EXERCISE DIRECTIONS:
Does each statement below agree with the post about using ChatGPT to write Mathematica functions? For (a), (b) and (c), answer yes or no and quote the post's words that decide it. (a) The writer thinks the functions ChatGPT produces are the most efficient ones available. (b) Mathematica's Tally function reports how often each element of a list occurs. (c) The writer finds ChatGPT's professorial tone on code questions unwelcome.

**** PASSAGE FOR REVIEW

ChatGPT has been a godsend for custom Mathematica functions, especially simple ones that may take 10–15 minutes to write but still take me out of the Thing I’m Actually Trying to Do.
Are they the most efficient functions there are? Probably not. But they are well-written, easy to debug, and let me put small flourishes that ultimately make my life easier but that I wouldn’t bother with if I had to do everything on my own.
A recent example is Mathemathica’s built-in Tally function which takes in a list and puts out the frequency of each element (e.g. {Yes, No, Yes, Yes}
in and {{Yes, 3}, {No, 1}}
out). I usually deal with longer lists where percentages would also come in handy, so having percentages also listed (i.e. {Yes, 3, 25}
) would be nice. I asked ChatGPT-4o, and what it gave was good enough:
This was, of course, only a part of the response. It tends to be professorial when answering code-related questions, which is very much appreciated.
TallyWithPercentages[list_] := Module[
{tallied, total},
tallied = Tally[list];
total = Length[list];
{#[[1]], {#[[2]], N[#[[2]]/total*100]}} & /@ tallied
]
It wasn’t exactly what I wanted because the output was {Yes, 3}, 25}
instead of {Yes, 3, 25}
, but that was easy to change with a simple intervention — Flatten
the output then re-Partition
it — without thinking too much about Mathemathica’s sometimes incomprehensible short-code which I forget after a few days of not needing it.
Could I have done this with a quick online search? Of course! But the cognitive load of doing it this way is essentially zero, as is the chance of getting distracted by something else happening on the page.

********
**** INPUT DATA

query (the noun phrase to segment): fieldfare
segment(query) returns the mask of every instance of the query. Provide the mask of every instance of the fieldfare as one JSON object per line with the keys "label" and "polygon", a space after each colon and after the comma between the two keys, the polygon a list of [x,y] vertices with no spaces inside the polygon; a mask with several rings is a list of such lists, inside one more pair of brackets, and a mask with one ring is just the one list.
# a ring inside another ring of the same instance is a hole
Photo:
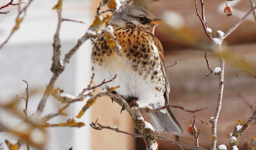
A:
{"label": "fieldfare", "polygon": [[[94,43],[91,57],[94,80],[116,78],[102,89],[120,85],[116,92],[125,98],[138,98],[139,107],[156,109],[167,105],[170,86],[165,65],[163,47],[154,35],[156,26],[162,23],[148,10],[129,6],[114,16],[114,29],[123,56],[111,50],[107,34],[102,32]],[[182,135],[183,130],[169,108],[148,113],[154,128],[160,133]]]}

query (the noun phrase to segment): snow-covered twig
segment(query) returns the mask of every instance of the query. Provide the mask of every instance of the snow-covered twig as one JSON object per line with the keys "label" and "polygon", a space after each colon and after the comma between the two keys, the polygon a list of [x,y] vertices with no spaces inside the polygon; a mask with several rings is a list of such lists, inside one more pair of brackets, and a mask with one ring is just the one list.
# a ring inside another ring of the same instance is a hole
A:
{"label": "snow-covered twig", "polygon": [[[256,107],[256,105],[255,106]],[[249,118],[249,119],[246,122],[244,125],[242,126],[239,125],[239,124],[242,121],[241,120],[240,120],[237,122],[236,127],[235,128],[234,131],[232,134],[232,136],[229,140],[229,149],[232,149],[232,147],[234,146],[237,146],[238,143],[238,140],[240,137],[243,135],[244,132],[248,129],[251,125],[254,122],[256,121],[256,109],[253,113],[253,115]],[[239,128],[238,127],[239,126]]]}
{"label": "snow-covered twig", "polygon": [[[131,135],[133,137],[140,137],[140,138],[143,138],[144,137],[142,135],[135,134],[133,134],[133,133],[127,132],[124,131],[120,130],[117,127],[114,127],[112,128],[109,126],[103,126],[102,125],[101,125],[100,124],[99,124],[99,123],[97,122],[98,119],[99,119],[99,118],[97,118],[97,119],[96,121],[95,121],[95,122],[91,122],[91,123],[90,124],[90,125],[91,126],[92,128],[93,128],[94,129],[95,129],[98,130],[101,130],[103,129],[110,129],[111,130],[115,131],[115,132],[117,132],[123,133],[124,134],[130,135]],[[97,125],[98,125],[99,126],[97,126]],[[182,147],[183,147],[184,148],[185,148],[191,149],[197,149],[197,150],[206,150],[206,149],[204,149],[203,148],[201,147],[198,146],[190,146],[189,145],[187,145],[181,143],[180,142],[176,141],[175,141],[173,140],[172,140],[166,137],[163,137],[163,136],[162,136],[160,135],[156,135],[156,137],[157,137],[157,138],[158,138],[158,139],[163,139],[163,140],[165,140],[168,141],[170,143],[173,143],[173,144],[175,144],[182,146]]]}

********

REPLY:
(a) No: "Are they the most efficient functions there are? Probably not."
(b) Yes: "takes in a list and puts out the frequency of each element"
(c) No: "It tends to be professorial when answering code-related questions, which is very much appreciated."